Bikes for Refugees


Facebooktwitter

Bikes for Refugees SA Incorporated (ABN 20 663 461 735) is a bike recycling scheme, under the supervision of BISA, supplying bikes free of charge, to people in need. The scheme is in its 13th year, and has handled over 3,500 bikes.

The scheme is a registered charity with the Australian Charities & Not-for-Profits Commission. It also holds a Licence for Collections for Charitable Purposes in SA (Lic No CCP2132).

Location: The Joinery, 111 Franklin St, Adelaide (see map on this page)

Open Saturdays 9-1, Monday 11-5; Often open other weekdays also – drop by, contact Mike, or see Facebook.

We focus on needs of Adelaide’s refugees and asylum seekers. We also help others in need from time to time. We aim to help people in a friendly way, and without discrimination.

Bikes are supplied on the basis of a referral, usually from a recognised welfare organisation. All bikes are checked and serviced. They are mostly well known brands, suitable for short journeys on the road.

BfR also operates Adelaide Community Bicycle Workshop – a community enterprise open to the public, where volunteers help people to service or restore their bikes, borrow tools, etc.

In 2013-14, Bikes for Refugees handled 400 bicycles, most of which were donated by the public. 5 bikes in 6 – 340 bikes – were returned to rideable condition, and given to people in need. Of the remaining 60 bikes – 40 were dismantled for parts, to repair others bikes; 20 sold to help raise funds.

To request a bike for someone in need – information here.

For more information on Adelaide Community Bicycle Workshop, visit the website.

We also posted other documents, providing more information on what we do – see the end of the web page.

Contact: Mike Brisco (co-ordinator), mikejbrisco@gmail.com, 0435 02 16 81

How Bikes for Refugees started:

In 2002, the sister of a Bicycle Institute member met some African people speaking French, which she also spoke. They were from Congo, and expressed interest in cycling here, as they didn’t have cars.

Bicycle Institute members responded with 18 bikes: 4 for the Congolese people; 14 to the Australian Refugee Association (ARA) to help others. The scheme continued for a number of years, supplying bikes to other welfare organisations to give out.

Nowadays, most people visit us directly in Franklin Street to collect their bikes.

The Need:

Adelaide is designed around car ownership. If  you don’t own a car,  it is difficult  to meet daily needs. And most services are designed, assuming you can drive there. Your  house may be 2 or 3 km from the nearest school, or shops. Public transport may be infrequent or non-existent.

Refugees settling in Adelaide often need several months to get a driving licence and a car. In the meantime they depend on walking, lifts, or public transport.

To help meet their transport needs,  we supply reliable secondhand bikes free of charge, plus low cost accessories. The bikes are suitable for short local journeys on road, e.g to shops, public transport, English lessons,  library,  friends. Children and teenagers can use the bikes for recreation, exercise, or to get to school.

**AVAILABLE DATA**.

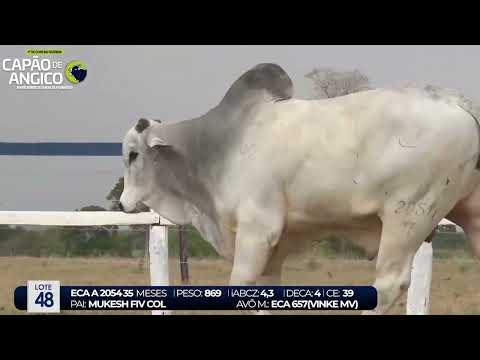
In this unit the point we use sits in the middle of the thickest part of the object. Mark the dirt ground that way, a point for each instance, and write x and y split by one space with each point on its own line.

**EXERCISE**. Reproduce the Bikes for Refugees page word for word, beginning at the words "Bicycle Institute members" and stopping after "or public transport.". The material has no connection to the Bikes for Refugees page.

**TASK RESULT**.
Bicycle Institute members responded with 18 bikes: 4 for the Congolese people; 14 to the Australian Refugee Association (ARA) to help others. The scheme continued for a number of years, supplying bikes to other welfare organisations to give out.

Nowadays, most people visit us directly in Franklin Street to collect their bikes.

The Need:

Adelaide is designed around car ownership. If  you don’t own a car,  it is difficult  to meet daily needs. And most services are designed, assuming you can drive there. Your  house may be 2 or 3 km from the nearest school, or shops. Public transport may be infrequent or non-existent.

Refugees settling in Adelaide often need several months to get a driving licence and a car. In the meantime they depend on walking, lifts, or public transport.